TEXT SHOWN
- - - -
RR: I know you once said, "Schedules...we don't need no stinking schedules," but I'm gonna ask anyway: What kind of writing schedule do you keep--if any.

BH: None, really. At all. It's very random. Like a car wreck. It can happen anytime.

RR: I don't know if that's reassuring or scary. Do you use a word processor (of the Gods) or a #2 Berol Black Beauty pencil for those Hodge masterpieces?

BH: Neither. Typewriter, currently. I did the first books and stories on this Smith-Corona I got in college, and eventually just drove it into collapse. Retiring that felt like shooting a favorite horse because it broke a leg. I'll never throw it out, though, there'll always be a space in my closet for it. I've had a Swintec electronic for nearly three years, but in the next few weeks I'll finally be joining the computer age. The last big tax deduction of 1990.

RR: What's the first thing you remember writing?

BR: I started in second grade, so that's kind of fuzzy. I do remember this story I did then about these guys who got shipwrecked in the ocean, and swam to this island, and one by one, these monsters tore them up. I illustrated it, too. Probably went through a whole red crayon in one afternoon.

RR: How about the first piece you ever published?

BH: The first piece ever published--and this is discounting high school and college lit magazines and school paper columns--was with The Horror Show, the short story "Oasis" that grew into the novel.

RR: What advice would you give to someone looking to get published? Would you recommend testing the waters with short stories like you did, or jumping headfirst into the novel pool?

BH: I'd tell them to run screaming toward a legitimate career. See, I want to minimize competition. But if they didn't listen to that, I'd say do whatever feels most natural. Gut instinct. Ultimately, these days your career will stand or fall based on the strength of your novels, unless you're Harlan Ellison. There just aren't enough really good-paying markets for short fiction to sustain a living. But good short stories are an excellent way to get noticed early on. And if your name is butted up against the names of established pros in an anthology, it adds legitimacy.

RR: Your books never seem to end the way I thought they would while reading them--which is part of their appeal. Do they end the way you thought they would while writing them?

BR: Yeah, I know the end, in general terms, before I ever start. How else could I get there? Writers who don't know where they're going to end run the risk of turning out something that sort of lurches to a stop, instead of something that feels crafted, orchestrated to give a sense of completion and closure. But, I rarely go with the first alternative to pop in mind, whether it's a novel or short story. I figure, if it's the first thing in my head, it's likely to be the first thing to occur to a lot of readers. So I try to duck around that and surprise us all.

RR: You once said that there's a little piece of yourself in everything you write (although for the sake of decency you declined to name what pieces). Aren't you afraid that you'll run out of pieces someday and just disappear while writing?
- - - -
REQUIREMENT A
According to the interview, on what machine were the first books and stories written?
The interview and the records are unrelated material.

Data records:
- - - -
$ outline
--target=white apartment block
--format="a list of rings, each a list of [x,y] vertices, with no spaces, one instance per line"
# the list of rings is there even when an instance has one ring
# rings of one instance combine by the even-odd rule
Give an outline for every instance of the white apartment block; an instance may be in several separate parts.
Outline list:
- - - -
REQUIREMENT B
Rewrite the records, changing "apartment block" to "office building" wherever it appears and leaving everything else unchanged.

TASK OUTPUT A
A Smith-Corona obtained in college.

TASK OUTPUT B
$ outline
--target=white office building
--format="a list of rings, each a list of [x,y] vertices, with no spaces, one instance per line"
# the list of rings is there even when an instance has one ring
# rings of one instance combine by the even-odd rule
Give an outline for every instance of the white office building; an instance may be in several separate parts.
Outline list:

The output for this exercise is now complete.